=== EXERCISE AIM ===
Here are some records; copy every line that holds the word "order".

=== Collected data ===
★ ★ ★ ★ ★
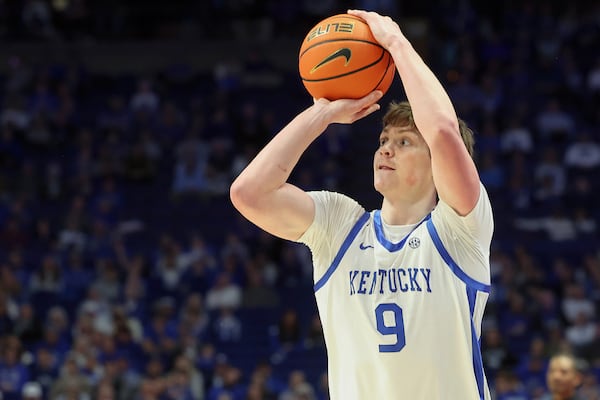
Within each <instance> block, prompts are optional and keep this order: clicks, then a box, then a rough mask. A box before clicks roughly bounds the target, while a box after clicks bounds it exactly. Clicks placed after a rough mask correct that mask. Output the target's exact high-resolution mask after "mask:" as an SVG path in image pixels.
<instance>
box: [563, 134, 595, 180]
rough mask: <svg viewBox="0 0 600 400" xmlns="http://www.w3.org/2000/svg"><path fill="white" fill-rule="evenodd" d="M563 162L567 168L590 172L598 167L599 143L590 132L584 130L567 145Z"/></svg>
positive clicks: (581, 171)
mask: <svg viewBox="0 0 600 400" xmlns="http://www.w3.org/2000/svg"><path fill="white" fill-rule="evenodd" d="M564 164H565V165H566V167H567V168H569V169H571V170H575V171H581V172H591V171H593V170H595V169H598V167H600V143H598V142H597V141H595V140H594V138H593V137H592V135H591V134H590V132H588V131H586V130H584V131H582V132H581V133H579V135H577V138H576V139H575V140H574V141H573V142H571V143H570V144H568V145H567V147H566V150H565V158H564Z"/></svg>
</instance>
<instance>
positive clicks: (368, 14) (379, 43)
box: [348, 10, 404, 50]
mask: <svg viewBox="0 0 600 400" xmlns="http://www.w3.org/2000/svg"><path fill="white" fill-rule="evenodd" d="M348 14H350V15H354V16H356V17H359V18H362V19H363V20H365V22H366V23H367V24H368V25H369V28H370V29H371V33H373V37H375V39H376V40H377V41H378V42H379V44H380V45H382V46H383V47H384V48H385V49H386V50H389V48H390V46H391V45H392V44H393V43H394V41H396V40H397V39H398V38H402V37H404V35H403V34H402V31H401V30H400V26H398V24H397V23H396V22H395V21H394V20H393V19H391V18H390V17H387V16H383V15H380V14H378V13H376V12H375V11H364V10H348Z"/></svg>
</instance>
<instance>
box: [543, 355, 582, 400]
mask: <svg viewBox="0 0 600 400" xmlns="http://www.w3.org/2000/svg"><path fill="white" fill-rule="evenodd" d="M546 382H547V384H548V388H549V389H550V392H551V393H552V394H553V395H554V396H559V398H564V399H568V398H571V396H573V395H574V394H575V391H576V389H577V387H578V386H579V385H580V384H581V375H580V373H579V372H578V371H577V369H576V366H575V360H573V359H572V358H570V357H568V356H557V357H553V358H552V359H551V360H550V365H549V366H548V372H547V373H546Z"/></svg>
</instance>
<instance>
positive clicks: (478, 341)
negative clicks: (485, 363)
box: [467, 287, 484, 400]
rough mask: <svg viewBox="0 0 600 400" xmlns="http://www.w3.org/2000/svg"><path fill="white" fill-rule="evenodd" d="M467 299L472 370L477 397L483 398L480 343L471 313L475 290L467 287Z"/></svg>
mask: <svg viewBox="0 0 600 400" xmlns="http://www.w3.org/2000/svg"><path fill="white" fill-rule="evenodd" d="M467 299H468V300H469V313H470V315H471V349H472V350H471V351H472V353H473V371H474V373H475V380H476V381H477V390H478V391H479V399H480V400H483V398H484V393H483V386H484V371H483V359H482V357H481V343H480V342H479V339H477V333H476V331H475V325H474V322H473V314H474V312H475V301H476V300H477V290H476V289H473V288H470V287H467Z"/></svg>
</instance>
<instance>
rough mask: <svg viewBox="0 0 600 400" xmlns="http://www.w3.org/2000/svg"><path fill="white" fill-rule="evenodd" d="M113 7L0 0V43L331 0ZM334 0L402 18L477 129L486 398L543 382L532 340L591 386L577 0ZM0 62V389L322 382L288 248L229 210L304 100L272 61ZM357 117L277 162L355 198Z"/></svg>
mask: <svg viewBox="0 0 600 400" xmlns="http://www.w3.org/2000/svg"><path fill="white" fill-rule="evenodd" d="M113 3H115V4H113ZM116 3H117V2H111V1H103V2H95V1H91V0H88V1H86V0H73V1H69V0H65V1H53V2H47V1H43V0H28V1H24V2H10V1H4V2H3V1H0V19H2V22H3V23H2V24H0V26H1V27H2V28H1V29H2V30H1V31H0V38H2V39H4V40H13V39H15V40H71V39H73V40H76V39H81V38H83V39H85V38H86V36H89V38H92V39H116V38H120V37H126V38H129V39H140V38H145V39H165V38H167V39H168V38H173V37H179V36H178V35H181V34H183V33H184V32H187V33H186V34H187V35H190V37H197V38H203V39H204V40H210V39H222V38H227V39H239V40H242V39H243V38H244V37H246V38H247V37H248V36H247V35H248V32H250V31H251V32H252V33H253V34H256V35H258V37H260V38H262V39H264V40H265V41H268V40H269V39H271V38H273V37H278V35H286V32H287V35H290V36H293V35H297V34H298V33H300V34H301V33H303V32H300V31H301V29H302V27H303V26H305V23H306V21H307V20H310V21H311V22H310V23H309V25H311V24H312V21H313V20H315V19H317V18H319V17H320V16H325V15H329V14H332V13H337V12H339V11H340V10H342V11H343V10H344V9H345V8H347V6H349V5H346V3H344V2H342V1H335V0H329V1H323V0H321V1H318V2H317V1H311V0H305V1H266V2H261V1H250V0H247V1H242V0H238V1H233V0H230V1H216V0H213V1H210V2H191V1H190V2H185V1H184V2H173V5H172V6H167V5H164V4H162V3H160V4H159V2H152V1H147V2H144V4H146V7H141V6H140V5H139V4H137V2H133V1H132V2H129V3H126V4H122V3H119V4H116ZM180 3H181V4H180ZM192 3H193V4H192ZM201 3H206V4H202V6H200V4H201ZM350 3H351V5H352V6H355V7H362V8H368V9H376V10H379V11H381V12H383V13H386V14H389V15H393V16H395V15H406V13H412V14H414V15H415V16H417V15H418V16H421V17H424V19H423V20H424V21H427V22H428V24H427V26H428V33H427V35H426V40H422V41H421V42H420V45H421V46H422V51H423V54H424V57H425V58H427V60H428V62H429V63H430V65H432V68H433V69H434V71H435V72H436V73H437V74H438V75H439V76H440V77H442V80H443V82H444V85H445V86H446V87H447V88H448V91H449V94H450V96H451V97H452V100H453V101H454V103H455V106H456V109H457V113H458V114H459V115H460V116H461V117H462V118H463V119H465V120H466V121H467V122H468V123H469V125H470V126H471V127H472V128H473V129H474V131H475V132H476V162H477V165H478V168H479V171H480V174H481V179H482V181H483V183H484V184H485V186H486V187H487V189H488V191H489V193H490V197H491V201H492V205H493V207H494V211H495V220H496V232H495V236H494V240H493V248H492V255H491V262H492V284H493V285H492V288H493V289H492V293H491V296H490V300H489V303H488V308H487V312H486V317H485V318H484V323H483V329H482V338H481V342H482V351H483V361H484V365H485V368H486V372H487V375H488V380H489V381H490V386H491V388H492V389H493V392H494V398H495V399H497V400H502V399H504V400H507V399H512V400H515V399H516V400H519V399H541V398H543V396H545V395H546V394H547V384H546V381H545V376H546V370H547V366H548V361H549V359H550V356H551V355H552V354H555V353H556V352H558V351H569V352H572V353H574V354H575V355H576V356H577V357H578V358H579V359H580V360H581V363H580V365H581V366H582V367H581V372H582V374H583V376H584V379H583V384H582V385H581V388H580V392H581V396H582V398H584V399H600V383H599V382H600V381H599V380H600V246H599V243H600V241H599V233H598V223H599V222H600V209H598V207H597V206H596V205H597V204H598V203H599V201H600V191H599V189H600V180H598V178H597V177H598V173H599V172H600V56H599V55H600V51H599V50H600V5H599V4H595V3H594V2H591V1H590V2H586V1H579V2H569V3H568V4H566V3H558V2H534V1H525V2H505V3H503V4H502V5H500V4H495V5H488V8H486V9H483V8H481V9H479V8H477V7H475V6H472V5H470V4H469V2H466V1H462V2H458V3H456V2H448V1H438V2H437V3H439V4H438V6H439V7H437V8H436V7H428V8H425V7H419V6H418V5H410V6H409V5H407V4H404V2H396V1H385V0H380V1H367V0H363V1H355V2H350ZM175 4H177V5H175ZM161 5H162V6H163V7H166V8H161ZM113 6H114V7H115V8H110V7H113ZM184 6H185V7H188V8H187V10H188V11H189V13H187V14H186V18H182V17H181V14H180V11H181V10H180V9H178V7H181V8H185V7H184ZM109 9H110V10H111V13H108V11H107V10H109ZM103 10H104V11H103ZM168 10H170V12H171V14H169V12H167V11H168ZM178 10H179V11H178ZM142 12H143V13H144V14H143V15H141V14H140V13H142ZM136 13H138V14H136ZM161 13H162V14H163V17H164V18H161V19H160V21H161V23H156V24H154V23H152V22H153V21H154V20H153V19H152V17H153V16H154V17H155V18H157V20H156V21H158V16H159V15H160V14H161ZM178 13H179V14H178ZM401 13H404V14H401ZM140 15H141V16H140ZM138 17H139V18H138ZM142 17H146V18H142ZM177 17H178V18H177ZM133 19H136V20H137V21H144V24H145V25H142V22H139V23H137V24H135V23H132V20H133ZM156 21H154V22H156ZM302 21H304V22H302ZM222 23H224V25H220V24H222ZM219 26H221V27H222V28H221V29H217V30H215V29H213V28H215V27H219ZM175 28H177V29H175ZM209 28H210V29H209ZM249 29H250V31H249ZM295 29H297V30H298V31H295ZM5 62H6V68H5V70H6V73H3V74H2V75H0V393H1V394H2V398H3V399H8V400H10V399H21V398H24V399H81V400H85V399H119V400H121V399H123V400H138V399H139V400H142V399H144V400H145V399H160V400H163V399H208V400H227V399H233V400H238V399H240V400H245V399H248V400H254V399H277V400H296V399H304V400H306V399H308V400H316V399H326V398H327V394H326V393H327V374H326V361H325V360H326V359H325V350H324V344H323V337H322V330H321V326H320V321H319V318H318V314H317V312H316V308H315V304H314V300H313V298H312V269H311V259H310V253H309V252H308V251H307V249H306V248H305V247H303V246H301V245H297V244H294V243H288V242H283V241H280V240H277V239H275V238H273V237H271V236H269V235H267V234H265V233H263V232H261V231H260V230H258V229H257V228H255V227H253V226H251V225H250V224H248V223H246V222H245V221H244V220H243V219H242V218H240V217H239V216H238V215H237V214H236V213H235V212H234V211H233V210H232V208H231V207H230V205H229V199H228V194H227V191H228V186H229V183H230V182H231V181H232V179H233V177H235V176H236V175H237V174H238V173H239V171H241V169H242V168H243V167H244V166H245V165H246V163H247V162H248V161H249V160H250V159H251V158H252V157H253V156H254V155H255V154H256V152H257V151H258V150H259V149H260V148H261V147H262V146H263V145H264V144H265V143H266V142H267V141H268V140H269V138H271V137H272V135H273V134H275V133H276V132H277V131H278V130H279V129H280V128H281V127H282V124H284V123H285V122H286V120H287V119H288V117H289V116H291V115H293V114H295V113H296V112H297V111H298V110H300V109H301V108H302V107H304V106H305V105H307V104H308V101H309V100H310V99H308V96H307V95H306V93H305V91H304V90H303V88H302V86H301V84H300V83H299V82H298V79H297V76H296V75H295V73H294V71H293V66H292V67H291V71H290V70H281V69H278V68H276V67H274V66H272V65H270V64H269V62H268V61H267V60H266V59H265V58H263V57H262V56H261V54H260V53H259V52H257V53H252V54H251V55H250V56H249V57H248V58H247V59H244V60H240V63H239V64H236V65H231V64H219V65H215V66H214V69H213V70H212V71H197V72H195V71H193V72H189V71H188V72H187V73H182V71H180V70H165V71H160V72H158V73H149V74H147V75H145V76H131V75H128V74H123V75H121V76H114V75H113V76H106V75H102V74H94V73H91V72H89V70H88V69H87V68H86V66H85V65H84V64H82V63H77V62H71V63H68V62H67V63H64V64H56V65H55V64H52V65H46V64H35V65H34V64H31V63H29V62H28V60H27V59H24V58H20V57H12V58H10V59H9V60H5ZM397 89H400V90H401V88H397ZM396 96H398V97H399V96H401V93H396ZM379 129H380V125H379V123H378V121H376V120H375V119H374V120H372V121H365V122H363V123H362V125H361V124H358V125H357V126H338V125H336V126H332V127H331V128H330V129H329V130H328V132H327V133H326V134H325V135H324V136H322V137H321V138H319V139H318V140H317V142H316V143H315V144H314V146H313V147H311V149H310V150H309V152H308V153H307V154H306V157H305V158H303V160H302V162H301V165H300V166H299V168H298V170H297V171H296V172H295V175H294V176H293V179H294V181H295V182H296V183H297V184H298V185H300V186H301V187H303V188H305V189H323V188H326V189H330V190H338V191H341V192H353V193H352V194H353V195H355V197H357V198H359V199H361V198H362V199H364V201H365V205H369V204H372V207H377V206H378V204H377V202H376V201H373V202H372V198H370V197H369V196H370V195H369V194H368V193H371V192H372V191H373V189H372V187H371V182H370V180H369V179H365V182H363V183H362V184H361V183H358V182H357V180H356V179H354V177H355V176H356V174H362V176H365V173H364V171H365V170H366V169H365V168H367V169H368V168H369V167H368V165H369V164H370V161H369V160H370V157H371V154H372V153H371V152H372V151H374V150H375V147H376V145H377V143H376V137H377V136H376V135H374V136H373V138H374V139H373V141H372V146H373V147H370V145H368V144H367V145H365V135H364V134H362V132H363V131H364V130H369V131H373V132H377V131H378V130H379ZM361 157H362V158H364V159H365V160H366V161H367V163H366V164H364V166H363V164H361V163H360V162H359V161H357V160H358V159H360V158H361ZM363 167H364V168H363ZM371 202H372V203H371Z"/></svg>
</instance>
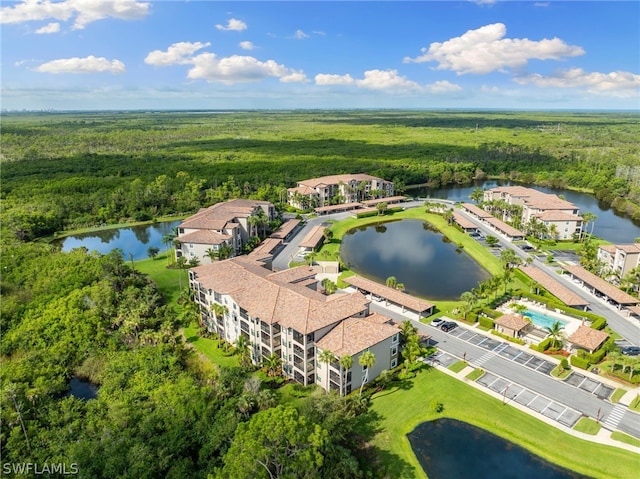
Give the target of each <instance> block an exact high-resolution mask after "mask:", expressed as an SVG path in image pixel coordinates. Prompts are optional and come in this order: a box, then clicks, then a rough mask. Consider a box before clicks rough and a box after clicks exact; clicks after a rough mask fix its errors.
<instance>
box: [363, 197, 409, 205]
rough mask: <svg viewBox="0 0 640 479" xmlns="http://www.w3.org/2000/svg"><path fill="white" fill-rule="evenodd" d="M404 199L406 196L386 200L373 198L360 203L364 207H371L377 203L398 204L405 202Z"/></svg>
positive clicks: (387, 198) (404, 199)
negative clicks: (401, 202) (365, 206)
mask: <svg viewBox="0 0 640 479" xmlns="http://www.w3.org/2000/svg"><path fill="white" fill-rule="evenodd" d="M406 199H407V197H406V196H389V197H388V198H375V199H373V200H365V201H362V202H361V203H362V204H363V205H365V206H371V205H377V204H378V203H398V202H400V201H405V200H406Z"/></svg>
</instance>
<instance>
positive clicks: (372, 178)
mask: <svg viewBox="0 0 640 479" xmlns="http://www.w3.org/2000/svg"><path fill="white" fill-rule="evenodd" d="M370 180H376V181H384V180H383V179H382V178H378V177H376V176H371V175H366V174H364V173H355V174H346V175H331V176H321V177H320V178H309V179H308V180H303V181H298V186H309V187H311V188H316V187H318V186H324V185H337V184H338V183H340V182H343V183H348V182H350V181H358V182H360V181H370Z"/></svg>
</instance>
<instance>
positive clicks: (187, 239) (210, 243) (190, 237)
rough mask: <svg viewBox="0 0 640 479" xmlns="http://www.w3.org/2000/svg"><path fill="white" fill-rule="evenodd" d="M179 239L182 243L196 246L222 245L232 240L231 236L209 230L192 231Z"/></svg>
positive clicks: (183, 235)
mask: <svg viewBox="0 0 640 479" xmlns="http://www.w3.org/2000/svg"><path fill="white" fill-rule="evenodd" d="M178 239H179V240H180V241H181V242H182V243H195V244H211V245H213V244H222V243H223V242H225V241H228V240H230V239H231V236H229V235H226V234H224V233H216V232H215V231H209V230H197V231H192V232H191V233H187V234H184V235H180V236H179V237H178Z"/></svg>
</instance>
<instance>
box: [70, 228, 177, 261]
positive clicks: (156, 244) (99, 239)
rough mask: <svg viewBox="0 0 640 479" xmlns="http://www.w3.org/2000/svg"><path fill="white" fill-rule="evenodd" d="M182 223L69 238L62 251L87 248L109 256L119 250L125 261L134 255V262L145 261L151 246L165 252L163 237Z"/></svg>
★ ★ ★ ★ ★
=== RESPONSE TO THIS EXERCISE ===
Within each <instance> block, prompts are optional and keep this order: clicks, then a box, then a rough mask. A box before clicks roughly bounds the target, while a box after clicks bounds it exactly. Clicks placed after a rough mask correct that mask. Output the target's exact high-resolution mask after "mask:" as an SVG path in image pixels.
Give the target of each <instance> block an exact high-resolution mask after "mask:", expressed as an SVG path in image pixel coordinates. Prompts are optional and come in this order: a box, then clicks, then a rough mask. Consider a box before clicks rough and a box after clicks exact; clicks after a rough mask fix its errors.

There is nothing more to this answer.